PASSAGE PROVIDED:
▽
Since its release in 1997, Satoshi Kon's tense debut feature Perfect Blue has grown into one of the most influential anime films of all time, even tempting filmmakers like Darren Aronofsky and Christopher Nolan to just copy bits and pieces of it. It's hard to realise that this near-perfect paranoid thriller - inspired by B-movies and Italian giallo films - was Kon's first venture into feature filmmaking after working as a manga artist, writer, layout artist and background designer. The Japanese director went on to make four features in total (including Millennium Actress and Paprika), each of them memorable in their own right. A visionary tale about the dawn of the internet, the fractured mind and celebrity worship, Perfect Blue is an indelible part of the legacy Kon has left behind when he died in 2010 at the age of 46.
△
Extracted data entries
▽
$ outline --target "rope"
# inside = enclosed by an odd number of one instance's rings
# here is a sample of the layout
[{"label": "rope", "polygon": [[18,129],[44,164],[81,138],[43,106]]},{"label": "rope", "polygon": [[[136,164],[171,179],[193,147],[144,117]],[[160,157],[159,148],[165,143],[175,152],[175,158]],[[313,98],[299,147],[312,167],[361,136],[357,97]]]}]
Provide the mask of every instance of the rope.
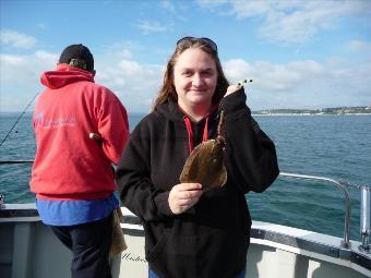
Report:
[{"label": "rope", "polygon": [[8,136],[11,134],[11,132],[13,131],[13,129],[15,128],[15,125],[19,123],[19,121],[21,120],[21,118],[23,117],[23,114],[26,112],[26,110],[28,109],[28,107],[32,105],[32,102],[34,102],[35,98],[37,97],[38,93],[33,97],[33,99],[31,99],[31,101],[27,104],[26,108],[23,110],[23,112],[21,113],[21,116],[16,119],[16,121],[14,122],[14,124],[12,125],[12,128],[10,129],[10,131],[7,133],[5,137],[1,141],[0,143],[0,147],[2,146],[2,144],[5,142],[5,140],[8,138]]}]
△
WHAT YOU ARE ASKED TO DO: Can you carry on the passage about Satoshi Kon's film Perfect Blue from its last sentence? The records have no connection to the text.

OUTPUT OF THE TASK:
The film's protagonist is Mima, a shy J-pop idol and member of girl group CHAM! who retires to pursue a career in acting. She quickly gets a recurring a role in a crime drama series, but the part becomes increasingly demanding for her and for her manager Rumi. Furthermore, Mima is being stalked by an obsessed fan and finds that intimate details about her life are being published on the internet. After performing a rape scene, Mima's line between fantasy and reality starts to blur, her identity starts to crumble, and people begin to die.
Subverting horror tropes, this thought-provoking and multi-layered psycho story is not only preoccupied with toxic fandom, but explores (the female) identity, voyeurism, consumerism, the male gaze, and the complex relationship between the self and the other. Kon managed to take an entertaining B-slasher film and turn it into an extremely smart and harrowing experience.